Extrait choisi ::
#####

Les cachots noirs étaient des lieux de punition. Défense aux geôliers et guichetiers de garder un prisonnier à la morgue, en observation, pendant plus de deux heures quand il était tiré du cachot, ou sous couleur de lui faire payer des droits d'entrée, de gîte, geôlage ou autres, sous peine de dix livres d'amende. De même qu'il était interdit aux concierges, geôliers, greffiers, guichetiers, cabaretiers des maisons de détention quelles qu'elles fussent, de s'opposer à une mise en liberté, décidée d'autorité compétente, sous prétexte que les frais de nourriture, geôlage, gite ou autres n'étaient pas entièrement acquittés.

Défense, enfin, aux geôliers, guichetiers, cabaretiers de battre, maltraiter, injurier leurs clients, comme de les laisser s'enivrer ou de leur vendre quoi que ce fût en contrevenant aux conditions de prix, mesure et qualité établies par le Magistrat.

#####

Données recueillies ::
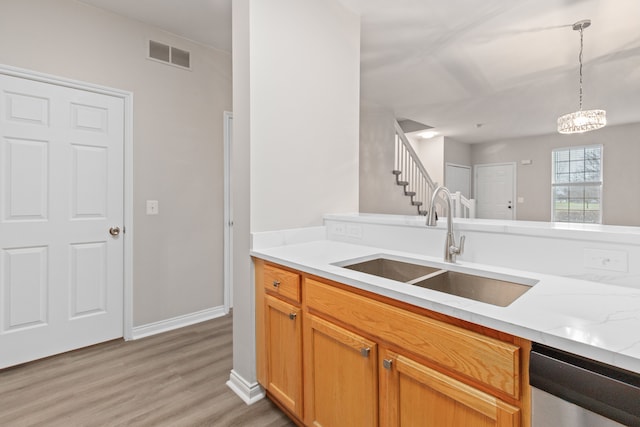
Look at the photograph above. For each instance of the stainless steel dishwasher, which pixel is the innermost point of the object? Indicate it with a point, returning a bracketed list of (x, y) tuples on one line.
[(572, 391)]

#####

Consignes à suivre ::
A: Comment réécririez-vous sous forme de liste le paragraphe de l'extrait qui commence par « Les cachots noirs étaient des lieux de punition », sans en perdre les faits principaux ?
B: Ces affirmations s'accordent-elles avec l'extrait ? Répondez par oui ou par non à chacune, en citant mot pour mot les termes de l'extrait qui tranchent.
(i) Garder un prisonnier plus de deux heures à la morgue exposait à une amende de dix livres.
(ii) Un geôlier pouvait refuser une mise en liberté tant que les frais de nourriture n'étaient pas entièrement payés.
(iii) Les cabaretiers fixaient librement le prix de ce qu'ils vendaient à leurs clients.
C: Répondez brièvement à ces questions sur l'extrait :
(i) À quoi servaient les cachots noirs ?
(ii) Pendant combien de temps au plus pouvait-on garder à la morgue un prisonnier tiré du cachot ?
(iii) Qui établissait les conditions de prix, de mesure et de qualité ?

Corrigés détaillés ::
A:
- Les cachots noirs servaient de lieux de punition.
- Les geôliers et guichetiers ne pouvaient garder à la morgue, en observation, un prisonnier tiré du cachot plus de deux heures. Ils ne pouvaient pas non plus le retenir sous couleur de lui faire payer des droits d'entrée, de gîte, de geôlage ou autres. La peine était de dix livres d'amende.
- Dans toute maison de détention, concierges, geôliers, greffiers, guichetiers et cabaretiers ne pouvaient s'opposer à une mise en liberté décidée par l'autorité compétente. Des frais de nourriture, de geôlage, de gîte ou autres non entièrement acquittés n'étaient pas un prétexte valable.

B:
(i) Oui : « sous peine de dix livres d'amende ».
(ii) Non : « il était interdit aux concierges, geôliers, greffiers, guichetiers, cabaretiers des maisons de détention quelles qu'elles fussent, de s'opposer à une mise en liberté ».
(iii) Non : « en contrevenant aux conditions de prix, mesure et qualité établies par le Magistrat ».

C:
(i) De lieux de punition.
(ii) Deux heures.
(iii) Le Magistrat.